[Stored items from a collection]
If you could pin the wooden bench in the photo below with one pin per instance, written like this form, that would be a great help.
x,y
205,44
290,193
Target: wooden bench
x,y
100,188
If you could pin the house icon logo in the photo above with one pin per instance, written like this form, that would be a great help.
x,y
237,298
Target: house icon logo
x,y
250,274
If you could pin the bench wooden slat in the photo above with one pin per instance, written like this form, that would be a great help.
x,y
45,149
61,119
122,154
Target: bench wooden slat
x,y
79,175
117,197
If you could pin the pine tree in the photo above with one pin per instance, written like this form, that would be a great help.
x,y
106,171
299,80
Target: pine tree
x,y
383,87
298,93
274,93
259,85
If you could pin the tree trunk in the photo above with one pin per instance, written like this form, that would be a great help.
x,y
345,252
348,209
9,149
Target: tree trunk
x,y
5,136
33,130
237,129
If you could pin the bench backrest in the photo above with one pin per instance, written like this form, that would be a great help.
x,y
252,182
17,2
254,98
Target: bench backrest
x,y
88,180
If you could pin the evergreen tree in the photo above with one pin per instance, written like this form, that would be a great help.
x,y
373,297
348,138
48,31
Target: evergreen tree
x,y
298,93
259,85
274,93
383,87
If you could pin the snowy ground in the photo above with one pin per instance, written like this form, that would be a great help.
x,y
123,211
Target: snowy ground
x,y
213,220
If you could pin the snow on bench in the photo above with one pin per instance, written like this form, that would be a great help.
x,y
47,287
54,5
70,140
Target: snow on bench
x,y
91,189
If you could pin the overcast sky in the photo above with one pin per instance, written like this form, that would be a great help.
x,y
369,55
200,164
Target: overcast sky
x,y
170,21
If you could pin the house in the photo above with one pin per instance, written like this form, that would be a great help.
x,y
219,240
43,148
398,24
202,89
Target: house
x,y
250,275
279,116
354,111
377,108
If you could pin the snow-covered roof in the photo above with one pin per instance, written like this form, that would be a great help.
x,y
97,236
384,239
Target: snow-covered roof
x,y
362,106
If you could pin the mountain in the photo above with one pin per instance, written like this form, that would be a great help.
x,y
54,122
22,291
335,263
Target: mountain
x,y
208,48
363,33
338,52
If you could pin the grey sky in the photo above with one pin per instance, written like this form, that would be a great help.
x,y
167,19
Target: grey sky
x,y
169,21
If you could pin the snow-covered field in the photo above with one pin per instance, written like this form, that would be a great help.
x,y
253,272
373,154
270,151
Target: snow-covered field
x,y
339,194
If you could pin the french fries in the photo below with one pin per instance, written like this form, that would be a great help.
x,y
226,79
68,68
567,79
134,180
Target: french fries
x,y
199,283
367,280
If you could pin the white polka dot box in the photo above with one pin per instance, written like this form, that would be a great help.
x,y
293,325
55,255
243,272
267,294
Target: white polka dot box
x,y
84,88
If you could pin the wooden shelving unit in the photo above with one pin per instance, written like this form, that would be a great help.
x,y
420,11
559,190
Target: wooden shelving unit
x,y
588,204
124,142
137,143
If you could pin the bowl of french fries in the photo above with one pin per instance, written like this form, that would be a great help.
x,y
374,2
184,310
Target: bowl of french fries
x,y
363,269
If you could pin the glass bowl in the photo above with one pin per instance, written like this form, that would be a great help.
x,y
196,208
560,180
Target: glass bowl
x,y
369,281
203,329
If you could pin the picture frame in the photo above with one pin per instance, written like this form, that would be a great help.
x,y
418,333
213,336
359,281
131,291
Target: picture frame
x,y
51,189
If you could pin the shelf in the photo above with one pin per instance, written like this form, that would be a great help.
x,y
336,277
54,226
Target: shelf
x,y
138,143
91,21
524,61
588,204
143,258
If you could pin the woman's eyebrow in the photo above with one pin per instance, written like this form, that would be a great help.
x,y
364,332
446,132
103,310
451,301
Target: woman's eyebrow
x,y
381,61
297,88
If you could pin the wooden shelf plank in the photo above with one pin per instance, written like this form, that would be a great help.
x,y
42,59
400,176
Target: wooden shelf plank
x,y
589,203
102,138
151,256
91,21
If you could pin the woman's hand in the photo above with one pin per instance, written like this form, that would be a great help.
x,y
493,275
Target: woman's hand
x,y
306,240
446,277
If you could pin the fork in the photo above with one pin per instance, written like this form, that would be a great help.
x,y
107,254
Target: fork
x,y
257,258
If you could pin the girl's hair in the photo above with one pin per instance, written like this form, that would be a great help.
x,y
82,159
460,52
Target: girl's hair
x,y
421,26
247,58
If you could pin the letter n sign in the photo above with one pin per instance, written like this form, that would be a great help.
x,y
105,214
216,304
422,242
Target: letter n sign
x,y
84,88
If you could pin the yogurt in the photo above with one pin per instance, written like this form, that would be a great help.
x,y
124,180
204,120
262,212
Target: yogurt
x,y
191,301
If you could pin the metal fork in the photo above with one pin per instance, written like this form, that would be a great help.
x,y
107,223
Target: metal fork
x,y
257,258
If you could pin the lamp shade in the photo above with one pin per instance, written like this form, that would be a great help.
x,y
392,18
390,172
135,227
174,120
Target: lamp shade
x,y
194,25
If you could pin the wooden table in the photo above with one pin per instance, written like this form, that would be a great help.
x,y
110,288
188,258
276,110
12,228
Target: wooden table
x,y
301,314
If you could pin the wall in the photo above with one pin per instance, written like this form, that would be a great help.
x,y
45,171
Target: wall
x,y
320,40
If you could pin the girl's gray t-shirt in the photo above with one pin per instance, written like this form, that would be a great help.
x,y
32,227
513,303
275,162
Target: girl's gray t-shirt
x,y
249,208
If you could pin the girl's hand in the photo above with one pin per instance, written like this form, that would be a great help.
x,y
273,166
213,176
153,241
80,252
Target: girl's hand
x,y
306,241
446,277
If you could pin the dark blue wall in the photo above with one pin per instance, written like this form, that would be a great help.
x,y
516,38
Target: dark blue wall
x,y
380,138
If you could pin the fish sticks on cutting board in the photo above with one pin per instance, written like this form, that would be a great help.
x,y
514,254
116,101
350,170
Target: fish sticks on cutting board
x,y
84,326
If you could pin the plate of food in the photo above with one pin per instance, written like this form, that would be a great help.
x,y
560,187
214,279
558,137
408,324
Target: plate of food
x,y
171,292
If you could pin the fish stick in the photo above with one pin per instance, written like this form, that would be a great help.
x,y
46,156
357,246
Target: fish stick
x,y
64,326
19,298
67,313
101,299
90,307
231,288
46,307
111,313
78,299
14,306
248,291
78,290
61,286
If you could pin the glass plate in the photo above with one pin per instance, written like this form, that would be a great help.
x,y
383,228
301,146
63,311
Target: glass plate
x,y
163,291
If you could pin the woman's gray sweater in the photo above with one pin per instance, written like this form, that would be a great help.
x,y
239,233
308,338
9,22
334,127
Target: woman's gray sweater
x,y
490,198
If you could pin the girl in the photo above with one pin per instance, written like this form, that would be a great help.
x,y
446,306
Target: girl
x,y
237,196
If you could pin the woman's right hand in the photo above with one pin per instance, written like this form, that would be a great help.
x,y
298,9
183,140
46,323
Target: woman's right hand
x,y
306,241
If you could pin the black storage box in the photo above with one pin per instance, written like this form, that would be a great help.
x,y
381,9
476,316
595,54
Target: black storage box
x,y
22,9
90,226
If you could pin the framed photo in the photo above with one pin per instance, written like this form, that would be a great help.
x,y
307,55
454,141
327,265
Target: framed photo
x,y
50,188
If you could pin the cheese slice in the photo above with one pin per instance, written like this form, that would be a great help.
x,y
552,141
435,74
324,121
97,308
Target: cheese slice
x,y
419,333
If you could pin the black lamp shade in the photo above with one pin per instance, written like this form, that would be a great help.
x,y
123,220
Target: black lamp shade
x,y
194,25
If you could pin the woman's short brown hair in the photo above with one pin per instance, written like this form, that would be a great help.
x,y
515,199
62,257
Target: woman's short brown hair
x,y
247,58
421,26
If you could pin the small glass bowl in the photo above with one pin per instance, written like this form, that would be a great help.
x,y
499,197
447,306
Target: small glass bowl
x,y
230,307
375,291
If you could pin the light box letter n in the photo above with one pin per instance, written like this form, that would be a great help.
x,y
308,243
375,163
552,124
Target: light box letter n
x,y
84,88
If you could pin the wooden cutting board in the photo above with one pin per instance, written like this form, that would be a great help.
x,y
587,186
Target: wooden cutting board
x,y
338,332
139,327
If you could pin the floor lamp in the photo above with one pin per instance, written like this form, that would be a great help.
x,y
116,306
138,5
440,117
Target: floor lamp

**To be done**
Quote the line that contains "If you could pin the light" and each line after it through the end of the data, exactly, leaving out everything else.

**Output for this exercise**
If you could pin the light box letter n in the photo above with one pin per instance, written like this form, that would be a great help.
x,y
308,243
375,163
552,124
Target: light box letter n
x,y
84,88
If you could pin the wooden cutting board in the photo above with one pin per instance, written like this form, that would be a great help.
x,y
587,186
Target: wooden cutting board
x,y
338,332
139,327
If you could pin the floor lamp in the photo above with one pin per instance, written like this form, that would be a great help.
x,y
116,306
138,5
440,117
Target: floor lamp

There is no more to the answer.